The exercise asks for every line of the data to be reproduced exactly.
=== Section Start ===
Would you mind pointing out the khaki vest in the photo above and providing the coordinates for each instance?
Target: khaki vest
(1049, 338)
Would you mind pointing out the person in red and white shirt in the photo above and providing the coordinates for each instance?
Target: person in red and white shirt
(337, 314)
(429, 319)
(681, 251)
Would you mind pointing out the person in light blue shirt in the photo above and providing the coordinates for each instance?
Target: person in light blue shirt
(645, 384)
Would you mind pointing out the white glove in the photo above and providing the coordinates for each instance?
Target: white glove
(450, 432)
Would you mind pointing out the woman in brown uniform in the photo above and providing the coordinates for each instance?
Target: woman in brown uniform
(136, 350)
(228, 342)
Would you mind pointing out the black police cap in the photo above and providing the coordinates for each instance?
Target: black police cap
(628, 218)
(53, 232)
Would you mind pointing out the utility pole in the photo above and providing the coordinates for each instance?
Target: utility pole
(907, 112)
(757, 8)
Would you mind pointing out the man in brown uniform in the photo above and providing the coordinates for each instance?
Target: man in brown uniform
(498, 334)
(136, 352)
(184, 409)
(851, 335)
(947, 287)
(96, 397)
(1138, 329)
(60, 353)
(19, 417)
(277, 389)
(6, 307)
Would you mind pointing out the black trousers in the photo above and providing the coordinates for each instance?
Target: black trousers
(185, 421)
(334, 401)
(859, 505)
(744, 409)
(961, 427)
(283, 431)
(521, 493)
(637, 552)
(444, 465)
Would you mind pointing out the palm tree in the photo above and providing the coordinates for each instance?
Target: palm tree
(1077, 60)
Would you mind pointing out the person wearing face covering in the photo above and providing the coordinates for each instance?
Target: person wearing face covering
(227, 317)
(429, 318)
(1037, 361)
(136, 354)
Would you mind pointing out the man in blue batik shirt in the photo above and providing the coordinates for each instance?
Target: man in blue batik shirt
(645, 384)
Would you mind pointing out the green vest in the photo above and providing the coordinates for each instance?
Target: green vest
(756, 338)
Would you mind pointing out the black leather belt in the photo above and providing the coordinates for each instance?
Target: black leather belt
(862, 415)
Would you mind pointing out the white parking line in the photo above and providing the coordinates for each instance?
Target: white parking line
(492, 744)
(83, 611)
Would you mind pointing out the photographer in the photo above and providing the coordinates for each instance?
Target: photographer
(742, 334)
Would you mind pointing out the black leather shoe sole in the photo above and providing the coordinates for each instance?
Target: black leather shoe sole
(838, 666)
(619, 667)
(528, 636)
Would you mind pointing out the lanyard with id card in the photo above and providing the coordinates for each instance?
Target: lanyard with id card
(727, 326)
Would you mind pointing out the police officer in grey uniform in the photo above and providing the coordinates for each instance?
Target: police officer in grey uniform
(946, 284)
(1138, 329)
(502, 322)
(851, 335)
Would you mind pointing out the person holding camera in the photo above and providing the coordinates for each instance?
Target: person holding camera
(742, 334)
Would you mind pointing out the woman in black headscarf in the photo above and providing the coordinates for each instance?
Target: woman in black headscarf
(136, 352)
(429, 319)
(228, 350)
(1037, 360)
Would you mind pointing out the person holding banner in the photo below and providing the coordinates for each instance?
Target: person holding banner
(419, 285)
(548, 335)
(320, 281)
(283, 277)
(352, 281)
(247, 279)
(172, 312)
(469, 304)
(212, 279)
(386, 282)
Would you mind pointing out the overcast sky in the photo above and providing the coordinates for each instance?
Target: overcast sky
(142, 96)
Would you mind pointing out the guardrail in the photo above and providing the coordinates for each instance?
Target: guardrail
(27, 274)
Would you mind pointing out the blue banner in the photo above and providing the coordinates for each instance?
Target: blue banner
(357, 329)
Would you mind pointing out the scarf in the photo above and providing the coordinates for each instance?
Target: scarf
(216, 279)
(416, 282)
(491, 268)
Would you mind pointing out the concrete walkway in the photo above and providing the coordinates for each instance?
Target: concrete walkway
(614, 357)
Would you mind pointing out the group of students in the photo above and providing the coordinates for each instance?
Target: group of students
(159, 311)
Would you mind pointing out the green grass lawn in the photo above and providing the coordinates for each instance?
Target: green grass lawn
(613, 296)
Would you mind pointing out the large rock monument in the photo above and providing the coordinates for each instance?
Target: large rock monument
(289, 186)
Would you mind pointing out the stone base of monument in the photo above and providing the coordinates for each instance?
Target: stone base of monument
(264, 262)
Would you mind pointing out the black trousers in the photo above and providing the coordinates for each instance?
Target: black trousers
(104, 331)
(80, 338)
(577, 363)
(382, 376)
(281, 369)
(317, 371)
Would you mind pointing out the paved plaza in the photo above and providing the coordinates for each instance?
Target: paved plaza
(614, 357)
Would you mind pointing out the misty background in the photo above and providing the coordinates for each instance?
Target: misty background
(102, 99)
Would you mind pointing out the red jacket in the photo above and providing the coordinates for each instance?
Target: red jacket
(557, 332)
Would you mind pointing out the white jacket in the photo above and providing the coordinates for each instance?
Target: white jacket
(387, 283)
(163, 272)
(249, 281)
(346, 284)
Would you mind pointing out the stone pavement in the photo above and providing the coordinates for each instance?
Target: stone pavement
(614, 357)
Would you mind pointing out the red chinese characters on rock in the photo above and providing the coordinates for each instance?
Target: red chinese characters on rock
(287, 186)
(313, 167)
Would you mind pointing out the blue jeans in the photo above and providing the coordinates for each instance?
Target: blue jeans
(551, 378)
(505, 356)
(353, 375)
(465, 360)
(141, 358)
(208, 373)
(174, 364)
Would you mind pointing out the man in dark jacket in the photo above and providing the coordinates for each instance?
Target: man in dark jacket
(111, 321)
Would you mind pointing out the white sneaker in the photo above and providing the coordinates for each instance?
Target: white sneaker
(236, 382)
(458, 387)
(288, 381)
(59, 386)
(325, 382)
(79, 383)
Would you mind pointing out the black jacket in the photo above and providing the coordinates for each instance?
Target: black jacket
=== Section End ===
### [Output]
Would you mind pointing out the khaki vest in the photo above and providing the coordinates for each instance?
Target: khaki vest
(1049, 338)
Would you mind pointing out the person in red and white shirt in the photo above and providing the coordinates for each instance?
Target: person in red and white shirt
(337, 314)
(429, 319)
(681, 251)
Would you mind pointing out the person in light blue shirt in the photo above and providing the coordinates for each instance?
Target: person in light blue shirt
(645, 384)
Would you mind pointing out the white glove in the photo above and providing the coordinates for each instance?
Target: white glove
(450, 432)
Would you mind pointing out the woman in brown uniform in the photo above and providing the coordinates for each instance?
Target: woman in brown uniform
(136, 350)
(228, 342)
Would you mind pointing out the black police cap in the photo above and providing the coordinates for each instance?
Target: black police cap
(628, 218)
(53, 232)
Would you mind pointing out the utility pole in the photo above and providing the coordinates for each instance?
Target: utility pole
(907, 112)
(757, 8)
Would you mind pointing out the man in brown uniform in the photo above and providing the coordinates for each instance?
Target: man in brown uniform
(498, 334)
(136, 352)
(184, 409)
(851, 335)
(947, 287)
(96, 397)
(1138, 329)
(60, 353)
(19, 417)
(277, 389)
(6, 307)
Would you mind pointing out the black trousers in the photo above and providing the coordinates for each instance?
Target: black trousers
(185, 421)
(334, 401)
(859, 505)
(744, 409)
(961, 427)
(283, 431)
(521, 493)
(637, 552)
(444, 465)
Would you mind pointing out the palm tree in the photo above and providing the coordinates for each instance?
Target: palm tree
(1077, 60)
Would you mind pointing out the person wearing face covering in the photo above and providing the coordinates for each instance?
Target: person wearing face covering
(227, 317)
(429, 318)
(1037, 361)
(136, 354)
Would you mind pointing out the man in blue batik shirt in the photo above and providing the coordinates for each instance?
Target: man in blue batik shirt
(645, 384)
Would you mind pointing out the green vest in the photo above and providing the coordinates for each instance?
Target: green vest
(756, 338)
Would you mind pointing out the black leather belt in the photo above and providing the coordinates for each instance?
Target: black leather belt
(862, 415)
Would you mind pointing out the white parking line in the photo above and providing the coordinates for each instance?
Target: white parking line
(492, 744)
(83, 611)
Would you mind pointing out the photographer in the photo above and providing the coordinates for each instance?
Target: photographer
(742, 334)
Would you mind pointing out the black leather shoe sole in the photo above and providing the coordinates for each instance?
Target: black leather shoe sole
(838, 666)
(619, 667)
(528, 636)
Would you mind pointing out the lanyard with id card in the photo above and providing the coordinates for each instance?
Target: lanyard with id card
(727, 326)
Would you mind pointing out the police officer in grey uniform in the photo above and providing the coordinates for each instance?
Target: police officer in grey uniform
(946, 284)
(1138, 329)
(502, 322)
(851, 335)
Would you mind pointing out the person holding camera in the photo above and providing the coordinates for each instance?
Target: person holding camera
(742, 334)
Would you mind pointing out the woman in black headscarf in the photo above and providing the coordinates for each instance?
Target: woman in black headscarf
(136, 352)
(429, 319)
(228, 350)
(1037, 360)
Would you mind pointing out the person holding banner in the photo below and providing the coordinates for each instance?
Target: person holding banner
(419, 285)
(548, 335)
(320, 281)
(283, 277)
(352, 281)
(247, 279)
(172, 312)
(469, 304)
(212, 279)
(386, 282)
Would you mind pointing out the overcast sky in the photo above and providing the coordinates for each instance?
Target: overcast sky
(142, 96)
Would you mind pointing out the guardrail in the photo above and providing the coordinates for each instance?
Target: guardrail
(27, 274)
Would you mind pointing out the blue banner in the photo above and providing the coordinates for each instance?
Target: blue banner
(357, 329)
Would you mind pointing out the scarf in the photo above and providing the coordinates for each instance?
Target: scarf
(216, 279)
(416, 282)
(491, 268)
Would you mind pointing out the concrete walkway in the photo above and providing the coordinates for each instance?
Target: concrete walkway
(614, 357)
Would you mind pointing out the group of students in the photo above and providing the coordinates for each instance?
Target: group of students
(159, 311)
Would you mind pointing out the green grass lawn in the photo above and providing the coordinates for each instance?
Target: green grass lawn
(613, 296)
Would you mind pointing out the large rock monument in the photo above and providing the coordinates for each instance?
Target: large rock monument
(289, 186)
Would you mind pointing out the stone base of monument in the photo above and providing the coordinates for each instance?
Target: stone base of monument
(264, 262)
Would you mind pointing out the black trousers in the photo above and providing the coordinates for each instance?
Target: black trousers
(104, 331)
(80, 338)
(577, 363)
(382, 376)
(281, 369)
(317, 371)
Would you mind pointing out the paved plaza in the photo above and providing the coordinates for each instance?
Target: paved plaza
(614, 357)
Would you mind pointing out the misty background in the photo above and providing the coordinates for each instance?
Target: misty background
(102, 99)
Would you mind pointing out the red jacket in the photo above and providing the coordinates for each instance?
Target: red jacket
(557, 332)
Would you mind pointing out the white jacket in the photo above and providing the coordinates for each instance?
Target: white jacket
(387, 283)
(163, 272)
(249, 281)
(346, 284)
Would you mind pointing out the stone pavement in the photo above and providing the coordinates for each instance?
Target: stone pavement
(614, 357)
Would you mind pointing out the red chinese characters on rock in the photo above and providing the coordinates for each instance?
Target: red chinese characters on rock
(287, 186)
(313, 167)
Would you mind pointing out the blue jeans in the photo above and providing the coordinates for each instance?
Target: blue jeans
(551, 378)
(505, 356)
(353, 375)
(465, 360)
(141, 358)
(208, 373)
(174, 364)
Would you mind pointing out the man in dark jacket in the photo above and providing the coordinates for each instance?
Target: man in dark jacket
(111, 321)
Would you mind pointing out the white sneaker in the photo above and providing the coordinates for each instance?
Target: white sneaker
(236, 382)
(458, 387)
(288, 381)
(59, 386)
(325, 382)
(79, 383)
Would you mind pointing out the black jacket in the photo above and providing the coordinates for each instance?
Target: black jacket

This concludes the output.